Stated exercise: Copy out the whole listing below word for word, but leave out the pictures.

Records to use:
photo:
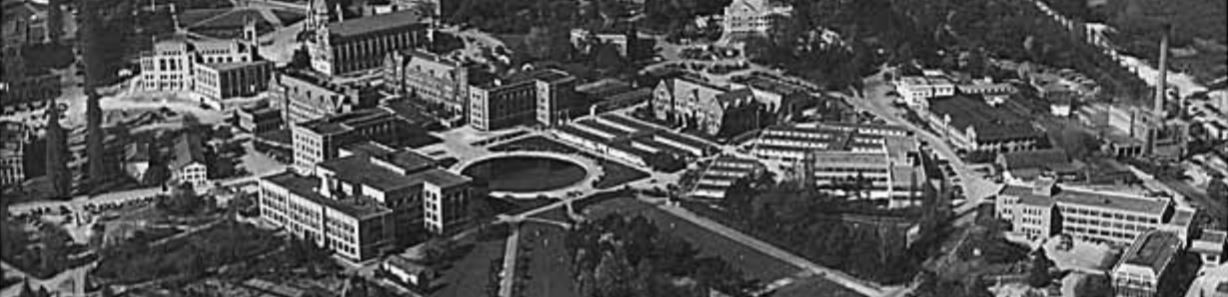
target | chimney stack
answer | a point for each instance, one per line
(1162, 80)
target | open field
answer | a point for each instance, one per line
(752, 263)
(547, 274)
(470, 275)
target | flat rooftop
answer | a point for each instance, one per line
(989, 122)
(376, 23)
(305, 187)
(346, 122)
(1154, 249)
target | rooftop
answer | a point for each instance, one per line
(375, 23)
(1153, 249)
(187, 151)
(1089, 198)
(305, 187)
(1049, 160)
(346, 122)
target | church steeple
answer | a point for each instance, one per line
(57, 154)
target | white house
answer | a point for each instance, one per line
(188, 165)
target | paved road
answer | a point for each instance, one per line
(507, 277)
(876, 101)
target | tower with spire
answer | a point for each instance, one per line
(57, 154)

Output of the task:
photo:
target | chimney stack
answer | a point for each instance, one per line
(1162, 80)
target | open field
answer | a point for each instance, one per line
(752, 263)
(547, 274)
(470, 275)
target | flat rooftop
answer | a point for each instance, one per line
(989, 122)
(376, 23)
(305, 187)
(346, 122)
(1154, 249)
target | rooftop
answer | a point for each instance, one per line
(375, 23)
(1153, 249)
(187, 151)
(1089, 198)
(305, 187)
(1049, 160)
(346, 122)
target | church steeple
answer | a point for each instance, one per line
(57, 154)
target | white house
answer | a point for each instance, one per line
(188, 165)
target | paved road
answer | a point for each instance, one per line
(507, 277)
(876, 101)
target | tower with spire
answer | a point for each instance, one per line
(57, 154)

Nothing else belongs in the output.